§ GOAL OF THE EXERCISE: Reproduce word for word the passage of the Co-redemptrix text from "The Blessed Virgin Mary: Co-redemptrix" to "Heaven and Earth.".

The Blessed Virgin Mary: Co-redemptrix

The Four Marian Dogmas

Regarding Our Blessed Mother, there are four specific dogmas which Catholics should all know – and which we must all believe in without exception:

  1. That She is the Mother of God;
  2. That She was ever-Virgin;
  3. That She was immaculately conceived;
  4. That She was assumed into Heaven and crowned Queen of Heaven and Earth.

Some have called for a fifth Marian dogma asserting beyond all doubt that our Blessed Mother is Mediatrix of all Graces, Co-redemptrix and Advocate for the Catholic faithful.

Co-redemptrix in Scripture

Regarding the specific use of the title of “Co-redemptrix,” theologians have asserted this unique role of our Blessed Mother for centuries, even though it has not been dogmatically defined as the Assumption or the Immaculate Conception were infallibly defined by the Vicar of Christ.

Sadly, the current Bishop of Rome made dubious comments on March 24th which contradicted the Church’s venerable tradition and centuries of saints who have asserted Mary’s role as Co-redemptrix.[1]

As recorded in the Gospel, the Archangel Gabriel, whose feast day is coincidentally also on March 24th, spoke to the Blessed Virgin Mary:

“And the angel answering, said to Her: The Holy Ghost shall come upon Thee, and the power of the most High shall overshadow Thee. And therefore also the Holy which shall be born of Thee shall be called the Son of God. And behold Thy cousin Elizabeth, she also hath conceived a son in her old age; and this is the sixth month with her that is called barren: Because no word shall be impossible with God” (Luke 1:35-37).

§ STORED ROWS:
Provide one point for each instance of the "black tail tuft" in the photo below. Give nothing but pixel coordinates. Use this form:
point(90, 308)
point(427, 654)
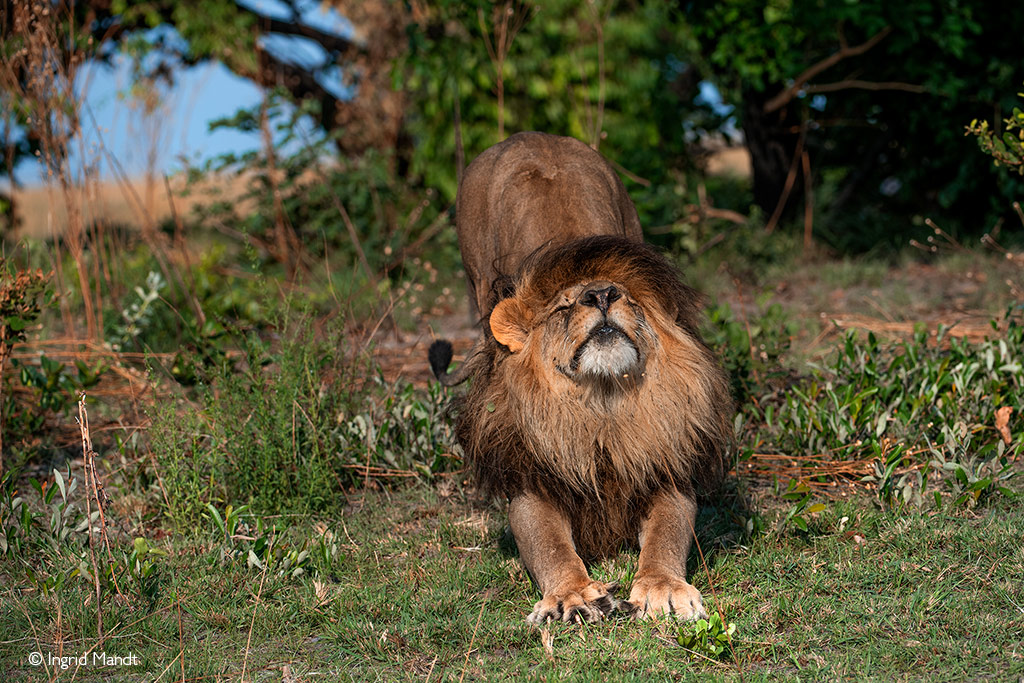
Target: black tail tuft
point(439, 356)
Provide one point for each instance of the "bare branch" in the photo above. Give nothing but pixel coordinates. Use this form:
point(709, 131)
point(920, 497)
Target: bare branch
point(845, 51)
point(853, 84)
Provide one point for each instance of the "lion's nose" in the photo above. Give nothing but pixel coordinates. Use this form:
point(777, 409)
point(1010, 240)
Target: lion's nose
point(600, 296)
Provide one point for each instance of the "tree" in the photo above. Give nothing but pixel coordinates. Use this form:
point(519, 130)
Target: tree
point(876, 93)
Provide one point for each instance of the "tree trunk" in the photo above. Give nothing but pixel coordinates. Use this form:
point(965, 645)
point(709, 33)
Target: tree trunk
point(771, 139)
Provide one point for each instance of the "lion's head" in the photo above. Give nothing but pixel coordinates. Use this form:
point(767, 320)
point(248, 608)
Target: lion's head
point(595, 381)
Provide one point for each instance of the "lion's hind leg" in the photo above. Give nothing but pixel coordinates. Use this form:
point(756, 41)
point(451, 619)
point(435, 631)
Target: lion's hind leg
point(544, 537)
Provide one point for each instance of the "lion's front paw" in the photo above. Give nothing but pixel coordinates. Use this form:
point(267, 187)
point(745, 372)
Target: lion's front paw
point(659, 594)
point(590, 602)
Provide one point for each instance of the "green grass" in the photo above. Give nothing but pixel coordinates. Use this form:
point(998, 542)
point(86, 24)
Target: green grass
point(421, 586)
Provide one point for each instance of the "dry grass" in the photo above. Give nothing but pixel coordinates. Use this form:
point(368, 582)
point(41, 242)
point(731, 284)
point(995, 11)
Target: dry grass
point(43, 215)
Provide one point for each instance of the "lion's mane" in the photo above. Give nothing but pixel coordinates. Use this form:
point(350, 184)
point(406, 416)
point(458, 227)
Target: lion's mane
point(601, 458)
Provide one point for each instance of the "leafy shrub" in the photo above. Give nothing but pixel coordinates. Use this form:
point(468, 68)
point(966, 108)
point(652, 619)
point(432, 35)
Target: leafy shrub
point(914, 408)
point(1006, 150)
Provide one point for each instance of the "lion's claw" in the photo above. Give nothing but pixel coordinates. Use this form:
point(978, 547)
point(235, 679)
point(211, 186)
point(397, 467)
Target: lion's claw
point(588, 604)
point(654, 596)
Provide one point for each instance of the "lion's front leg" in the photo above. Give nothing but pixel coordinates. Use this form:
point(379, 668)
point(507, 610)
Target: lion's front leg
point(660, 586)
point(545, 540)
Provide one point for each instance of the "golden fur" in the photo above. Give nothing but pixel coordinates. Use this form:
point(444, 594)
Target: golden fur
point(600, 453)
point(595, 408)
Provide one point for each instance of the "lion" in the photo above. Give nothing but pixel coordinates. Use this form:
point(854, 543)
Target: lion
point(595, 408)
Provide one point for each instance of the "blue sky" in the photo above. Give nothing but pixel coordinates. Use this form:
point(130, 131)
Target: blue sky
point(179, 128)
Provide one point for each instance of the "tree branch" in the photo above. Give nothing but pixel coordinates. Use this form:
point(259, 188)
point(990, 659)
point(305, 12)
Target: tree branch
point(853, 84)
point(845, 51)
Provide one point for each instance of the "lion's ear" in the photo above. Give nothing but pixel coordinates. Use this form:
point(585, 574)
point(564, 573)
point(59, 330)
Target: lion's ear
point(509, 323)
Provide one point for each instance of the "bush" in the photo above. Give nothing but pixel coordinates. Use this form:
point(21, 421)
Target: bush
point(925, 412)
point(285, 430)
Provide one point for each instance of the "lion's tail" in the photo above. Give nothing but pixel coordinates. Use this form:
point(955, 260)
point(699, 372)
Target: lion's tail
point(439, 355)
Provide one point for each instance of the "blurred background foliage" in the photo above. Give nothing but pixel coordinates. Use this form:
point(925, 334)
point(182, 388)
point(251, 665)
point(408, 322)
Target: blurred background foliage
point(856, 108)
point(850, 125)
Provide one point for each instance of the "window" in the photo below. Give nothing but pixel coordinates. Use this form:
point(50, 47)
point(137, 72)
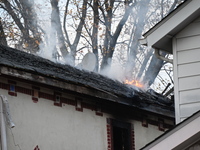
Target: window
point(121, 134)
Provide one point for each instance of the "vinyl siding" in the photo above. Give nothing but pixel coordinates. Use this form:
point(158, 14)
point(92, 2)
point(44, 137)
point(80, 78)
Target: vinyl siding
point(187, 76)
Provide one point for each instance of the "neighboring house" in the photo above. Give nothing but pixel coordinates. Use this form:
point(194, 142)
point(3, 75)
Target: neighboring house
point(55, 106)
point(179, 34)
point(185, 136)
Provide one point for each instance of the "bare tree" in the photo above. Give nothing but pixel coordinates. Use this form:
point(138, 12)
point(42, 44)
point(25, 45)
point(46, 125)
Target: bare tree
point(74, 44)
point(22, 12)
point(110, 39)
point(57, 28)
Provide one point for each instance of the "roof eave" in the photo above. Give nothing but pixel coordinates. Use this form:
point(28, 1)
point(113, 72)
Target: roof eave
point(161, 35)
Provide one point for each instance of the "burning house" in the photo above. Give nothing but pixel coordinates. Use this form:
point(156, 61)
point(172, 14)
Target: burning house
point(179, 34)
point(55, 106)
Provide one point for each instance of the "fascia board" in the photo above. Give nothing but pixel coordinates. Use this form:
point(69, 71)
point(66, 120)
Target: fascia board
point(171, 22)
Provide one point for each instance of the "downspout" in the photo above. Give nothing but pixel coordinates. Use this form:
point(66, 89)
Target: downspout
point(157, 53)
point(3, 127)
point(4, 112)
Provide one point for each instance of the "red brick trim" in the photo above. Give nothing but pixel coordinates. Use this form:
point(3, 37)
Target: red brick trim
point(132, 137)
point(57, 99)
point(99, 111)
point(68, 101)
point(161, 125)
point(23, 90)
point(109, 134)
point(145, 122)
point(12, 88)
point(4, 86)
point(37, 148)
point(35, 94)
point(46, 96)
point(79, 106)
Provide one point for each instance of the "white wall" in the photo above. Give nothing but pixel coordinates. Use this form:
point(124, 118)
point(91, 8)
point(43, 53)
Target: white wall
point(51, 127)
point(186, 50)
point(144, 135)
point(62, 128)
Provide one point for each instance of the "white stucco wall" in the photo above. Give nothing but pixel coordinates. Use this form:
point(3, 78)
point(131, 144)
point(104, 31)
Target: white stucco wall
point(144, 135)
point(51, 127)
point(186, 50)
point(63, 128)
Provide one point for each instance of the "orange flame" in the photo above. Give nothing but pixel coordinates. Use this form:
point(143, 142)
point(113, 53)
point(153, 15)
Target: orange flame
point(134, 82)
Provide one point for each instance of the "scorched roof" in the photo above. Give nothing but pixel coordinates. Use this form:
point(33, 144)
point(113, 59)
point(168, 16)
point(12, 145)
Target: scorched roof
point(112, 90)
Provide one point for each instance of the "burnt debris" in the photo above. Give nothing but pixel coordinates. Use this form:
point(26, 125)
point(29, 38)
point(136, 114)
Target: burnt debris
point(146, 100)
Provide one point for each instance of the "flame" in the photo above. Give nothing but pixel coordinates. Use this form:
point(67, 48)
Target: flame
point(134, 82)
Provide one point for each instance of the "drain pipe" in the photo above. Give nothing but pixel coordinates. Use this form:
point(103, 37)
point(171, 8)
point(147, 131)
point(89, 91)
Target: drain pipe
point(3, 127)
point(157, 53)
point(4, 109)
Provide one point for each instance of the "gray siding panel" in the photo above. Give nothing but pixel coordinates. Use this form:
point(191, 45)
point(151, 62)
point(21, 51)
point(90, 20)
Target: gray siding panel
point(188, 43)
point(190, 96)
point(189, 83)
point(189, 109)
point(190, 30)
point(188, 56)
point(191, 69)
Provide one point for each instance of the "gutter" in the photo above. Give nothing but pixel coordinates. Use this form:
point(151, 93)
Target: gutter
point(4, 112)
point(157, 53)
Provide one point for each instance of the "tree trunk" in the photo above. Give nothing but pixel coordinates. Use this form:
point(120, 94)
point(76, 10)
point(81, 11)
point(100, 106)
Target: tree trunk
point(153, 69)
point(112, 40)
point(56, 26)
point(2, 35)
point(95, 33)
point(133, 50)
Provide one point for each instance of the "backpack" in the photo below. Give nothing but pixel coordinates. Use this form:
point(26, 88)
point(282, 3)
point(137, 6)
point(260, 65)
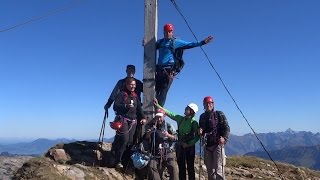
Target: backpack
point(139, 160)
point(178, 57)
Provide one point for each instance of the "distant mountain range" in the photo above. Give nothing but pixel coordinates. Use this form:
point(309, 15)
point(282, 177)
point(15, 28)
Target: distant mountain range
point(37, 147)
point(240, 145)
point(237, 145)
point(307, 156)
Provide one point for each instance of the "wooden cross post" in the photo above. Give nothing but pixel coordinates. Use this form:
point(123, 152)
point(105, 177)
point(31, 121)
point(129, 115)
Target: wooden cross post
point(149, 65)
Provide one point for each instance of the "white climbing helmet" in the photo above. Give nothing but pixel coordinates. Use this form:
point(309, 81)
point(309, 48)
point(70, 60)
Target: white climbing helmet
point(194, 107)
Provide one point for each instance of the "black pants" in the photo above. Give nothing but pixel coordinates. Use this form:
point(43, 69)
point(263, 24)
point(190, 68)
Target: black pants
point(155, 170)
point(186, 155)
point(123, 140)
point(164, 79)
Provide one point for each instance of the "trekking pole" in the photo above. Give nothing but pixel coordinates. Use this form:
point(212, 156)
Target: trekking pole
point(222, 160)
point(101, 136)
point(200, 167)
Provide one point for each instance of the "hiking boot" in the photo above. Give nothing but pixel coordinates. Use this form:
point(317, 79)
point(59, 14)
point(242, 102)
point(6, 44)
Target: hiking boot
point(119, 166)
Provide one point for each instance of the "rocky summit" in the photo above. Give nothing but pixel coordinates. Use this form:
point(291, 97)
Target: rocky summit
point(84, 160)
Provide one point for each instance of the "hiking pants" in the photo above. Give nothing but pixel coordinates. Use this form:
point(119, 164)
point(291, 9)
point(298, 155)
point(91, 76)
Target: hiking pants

§ RESPONSE TO THIS TASK:
The Blessed Virgin Mary: Co-redemptrix

The Four Marian Dogmas

Regarding Our Blessed Mother, there are four specific dogmas which Catholics should all know – and which we must all believe in without exception:

  1. That She is the Mother of God;
  2. That She was ever-Virgin;
  3. That She was immaculately conceived;
  4. That She was assumed into Heaven and crowned Queen of Heaven and Earth.